(Region pointing data)
———

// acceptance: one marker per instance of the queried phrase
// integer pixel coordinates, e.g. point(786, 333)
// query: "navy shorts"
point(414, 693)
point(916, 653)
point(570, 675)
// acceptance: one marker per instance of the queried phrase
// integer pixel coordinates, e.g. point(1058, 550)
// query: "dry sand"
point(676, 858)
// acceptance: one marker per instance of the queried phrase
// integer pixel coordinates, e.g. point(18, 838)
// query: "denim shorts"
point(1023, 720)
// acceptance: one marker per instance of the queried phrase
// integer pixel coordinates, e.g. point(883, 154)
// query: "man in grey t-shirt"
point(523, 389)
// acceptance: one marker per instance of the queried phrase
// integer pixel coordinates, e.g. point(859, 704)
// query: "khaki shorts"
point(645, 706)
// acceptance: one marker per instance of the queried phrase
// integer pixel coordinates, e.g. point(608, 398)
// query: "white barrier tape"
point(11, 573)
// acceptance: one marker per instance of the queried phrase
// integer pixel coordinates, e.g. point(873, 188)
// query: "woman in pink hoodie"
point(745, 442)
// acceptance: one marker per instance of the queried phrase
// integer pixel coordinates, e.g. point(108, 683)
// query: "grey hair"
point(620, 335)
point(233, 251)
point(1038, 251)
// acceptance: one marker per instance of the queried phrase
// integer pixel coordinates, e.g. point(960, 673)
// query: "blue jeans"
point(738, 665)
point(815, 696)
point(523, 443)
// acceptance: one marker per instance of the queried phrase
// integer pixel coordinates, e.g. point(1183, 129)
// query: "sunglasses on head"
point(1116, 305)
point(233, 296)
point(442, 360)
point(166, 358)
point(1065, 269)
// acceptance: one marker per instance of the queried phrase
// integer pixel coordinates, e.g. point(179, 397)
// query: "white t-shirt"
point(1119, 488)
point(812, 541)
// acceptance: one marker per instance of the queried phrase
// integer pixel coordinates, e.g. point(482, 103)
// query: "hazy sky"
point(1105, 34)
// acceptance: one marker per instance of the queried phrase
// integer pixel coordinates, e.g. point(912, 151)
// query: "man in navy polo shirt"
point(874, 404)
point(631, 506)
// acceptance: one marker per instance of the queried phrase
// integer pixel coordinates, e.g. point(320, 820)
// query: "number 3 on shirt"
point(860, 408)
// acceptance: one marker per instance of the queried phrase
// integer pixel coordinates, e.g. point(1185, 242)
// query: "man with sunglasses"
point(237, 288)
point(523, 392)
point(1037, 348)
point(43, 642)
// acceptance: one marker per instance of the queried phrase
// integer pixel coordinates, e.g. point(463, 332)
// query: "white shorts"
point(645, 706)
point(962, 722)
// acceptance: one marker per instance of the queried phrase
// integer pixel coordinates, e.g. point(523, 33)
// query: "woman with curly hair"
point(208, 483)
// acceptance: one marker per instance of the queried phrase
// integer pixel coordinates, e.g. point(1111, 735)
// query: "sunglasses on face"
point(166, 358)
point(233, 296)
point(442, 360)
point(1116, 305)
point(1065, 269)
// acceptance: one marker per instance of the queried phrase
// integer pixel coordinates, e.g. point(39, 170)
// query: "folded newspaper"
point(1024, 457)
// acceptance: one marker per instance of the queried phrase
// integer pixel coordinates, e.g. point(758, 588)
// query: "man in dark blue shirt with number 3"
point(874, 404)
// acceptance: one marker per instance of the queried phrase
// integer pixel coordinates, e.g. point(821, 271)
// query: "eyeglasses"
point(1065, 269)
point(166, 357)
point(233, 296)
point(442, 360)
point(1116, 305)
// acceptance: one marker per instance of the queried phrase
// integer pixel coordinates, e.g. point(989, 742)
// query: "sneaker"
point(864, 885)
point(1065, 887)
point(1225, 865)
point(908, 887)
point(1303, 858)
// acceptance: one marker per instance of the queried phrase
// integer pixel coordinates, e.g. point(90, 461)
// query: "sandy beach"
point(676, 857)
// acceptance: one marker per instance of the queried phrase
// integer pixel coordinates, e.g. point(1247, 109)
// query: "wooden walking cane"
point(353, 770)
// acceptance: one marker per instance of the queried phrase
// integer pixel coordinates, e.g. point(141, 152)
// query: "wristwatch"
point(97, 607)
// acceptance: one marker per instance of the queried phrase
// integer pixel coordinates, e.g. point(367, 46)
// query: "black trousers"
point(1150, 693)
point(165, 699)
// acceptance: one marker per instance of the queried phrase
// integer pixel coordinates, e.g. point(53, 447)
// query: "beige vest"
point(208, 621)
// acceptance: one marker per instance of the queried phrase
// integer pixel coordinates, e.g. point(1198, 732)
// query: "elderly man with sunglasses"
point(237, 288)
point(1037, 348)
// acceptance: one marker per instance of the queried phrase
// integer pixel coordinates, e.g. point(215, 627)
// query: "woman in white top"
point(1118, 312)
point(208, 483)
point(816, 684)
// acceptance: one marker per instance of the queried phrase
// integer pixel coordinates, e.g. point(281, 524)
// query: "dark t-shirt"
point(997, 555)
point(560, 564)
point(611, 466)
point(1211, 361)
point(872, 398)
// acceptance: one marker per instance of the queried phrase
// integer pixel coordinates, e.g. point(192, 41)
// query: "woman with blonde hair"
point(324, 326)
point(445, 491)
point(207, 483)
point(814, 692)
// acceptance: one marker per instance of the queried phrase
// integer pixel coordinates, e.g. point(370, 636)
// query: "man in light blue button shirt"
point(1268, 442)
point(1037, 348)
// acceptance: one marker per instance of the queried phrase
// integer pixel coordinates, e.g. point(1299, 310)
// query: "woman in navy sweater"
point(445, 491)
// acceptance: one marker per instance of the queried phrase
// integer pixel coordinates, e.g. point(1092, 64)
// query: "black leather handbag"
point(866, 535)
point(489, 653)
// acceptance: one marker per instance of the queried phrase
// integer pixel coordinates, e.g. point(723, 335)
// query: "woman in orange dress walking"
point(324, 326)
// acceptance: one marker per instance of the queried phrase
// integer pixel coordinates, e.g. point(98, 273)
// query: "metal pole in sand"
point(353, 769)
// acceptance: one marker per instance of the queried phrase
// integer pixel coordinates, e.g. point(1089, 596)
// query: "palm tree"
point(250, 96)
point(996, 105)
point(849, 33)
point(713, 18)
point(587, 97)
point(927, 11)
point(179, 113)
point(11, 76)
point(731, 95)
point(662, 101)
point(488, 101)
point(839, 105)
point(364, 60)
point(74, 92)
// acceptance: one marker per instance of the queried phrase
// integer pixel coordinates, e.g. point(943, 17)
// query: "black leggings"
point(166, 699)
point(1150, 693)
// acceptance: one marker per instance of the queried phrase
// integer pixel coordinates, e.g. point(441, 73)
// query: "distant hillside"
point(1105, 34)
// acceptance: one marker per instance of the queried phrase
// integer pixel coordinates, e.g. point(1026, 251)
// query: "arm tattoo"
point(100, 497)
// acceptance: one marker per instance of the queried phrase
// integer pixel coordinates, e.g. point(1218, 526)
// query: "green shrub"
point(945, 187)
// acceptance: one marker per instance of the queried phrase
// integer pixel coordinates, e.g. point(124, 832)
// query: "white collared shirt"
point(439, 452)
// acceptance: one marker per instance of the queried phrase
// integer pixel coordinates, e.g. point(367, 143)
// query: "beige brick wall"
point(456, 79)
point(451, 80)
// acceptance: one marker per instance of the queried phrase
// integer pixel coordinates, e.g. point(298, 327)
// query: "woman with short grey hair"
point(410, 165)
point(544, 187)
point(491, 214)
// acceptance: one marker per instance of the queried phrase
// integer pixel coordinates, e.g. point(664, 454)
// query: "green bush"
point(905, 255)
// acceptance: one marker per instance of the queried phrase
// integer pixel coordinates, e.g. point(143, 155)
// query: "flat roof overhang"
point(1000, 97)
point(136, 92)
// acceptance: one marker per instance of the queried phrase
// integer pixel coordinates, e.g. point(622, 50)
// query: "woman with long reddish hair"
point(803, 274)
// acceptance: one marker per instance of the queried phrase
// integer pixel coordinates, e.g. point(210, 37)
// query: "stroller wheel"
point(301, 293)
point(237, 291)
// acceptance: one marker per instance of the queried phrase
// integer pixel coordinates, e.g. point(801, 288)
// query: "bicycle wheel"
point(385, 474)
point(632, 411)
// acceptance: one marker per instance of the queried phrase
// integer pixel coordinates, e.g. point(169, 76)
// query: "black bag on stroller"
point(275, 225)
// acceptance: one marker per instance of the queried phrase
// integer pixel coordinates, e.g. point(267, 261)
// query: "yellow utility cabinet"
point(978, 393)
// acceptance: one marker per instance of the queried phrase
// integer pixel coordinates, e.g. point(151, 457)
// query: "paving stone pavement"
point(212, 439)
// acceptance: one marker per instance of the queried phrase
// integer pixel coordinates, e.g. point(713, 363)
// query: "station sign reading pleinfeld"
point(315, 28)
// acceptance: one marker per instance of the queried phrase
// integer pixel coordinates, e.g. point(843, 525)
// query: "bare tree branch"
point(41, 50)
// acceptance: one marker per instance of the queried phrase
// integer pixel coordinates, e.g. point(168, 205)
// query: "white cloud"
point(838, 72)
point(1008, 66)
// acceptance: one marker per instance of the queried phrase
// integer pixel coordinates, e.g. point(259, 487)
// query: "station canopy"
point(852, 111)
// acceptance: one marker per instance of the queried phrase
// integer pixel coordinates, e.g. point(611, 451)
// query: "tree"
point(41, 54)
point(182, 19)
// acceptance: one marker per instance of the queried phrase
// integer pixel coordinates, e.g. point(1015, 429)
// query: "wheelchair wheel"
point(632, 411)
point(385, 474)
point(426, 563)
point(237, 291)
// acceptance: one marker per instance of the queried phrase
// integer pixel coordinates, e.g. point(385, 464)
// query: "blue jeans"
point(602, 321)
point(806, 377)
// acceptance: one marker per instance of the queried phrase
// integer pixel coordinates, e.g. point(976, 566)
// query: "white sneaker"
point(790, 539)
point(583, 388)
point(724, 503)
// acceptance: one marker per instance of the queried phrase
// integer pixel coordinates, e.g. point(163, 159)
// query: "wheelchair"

———

A word-for-word restatement of the lines running from the one with "e.g. point(843, 525)" to the last line of the records is the whole answer.

- [EXERCISE OUTPUT]
// integer pixel coordinates, e.g. point(843, 525)
// query: "bare tree branch"
point(41, 50)
// acceptance: one marker per instance of the queried phrase
// integer pixel coordinates, e.g. point(168, 205)
// query: "white cloud"
point(838, 72)
point(1008, 66)
// acceptance: one marker per instance of the queried phrase
// integer pixel coordinates, e.g. point(259, 487)
// query: "station canopy"
point(852, 111)
// acceptance: one marker per instance of the queried phrase
// integer pixel coordinates, e.g. point(611, 451)
// query: "tree"
point(41, 54)
point(182, 19)
// acceptance: one marker per instance of the queried phrase
// integer pixel coordinates, e.g. point(1015, 429)
// query: "wheelchair wheel"
point(632, 411)
point(385, 474)
point(426, 563)
point(237, 291)
// acceptance: one marker per instance of the queried phrase
// integer pixel coordinates, e.g. point(385, 464)
// query: "blue jeans"
point(602, 321)
point(806, 377)
// acceptance: one marker per instance of the queried phrase
// integer pixel coordinates, e.g. point(976, 566)
// query: "white sneaker"
point(790, 539)
point(583, 388)
point(724, 503)
// acceptance: one marker per instance of the queried phrase
// integer pixel coordinates, e.g. point(163, 159)
// query: "wheelchair"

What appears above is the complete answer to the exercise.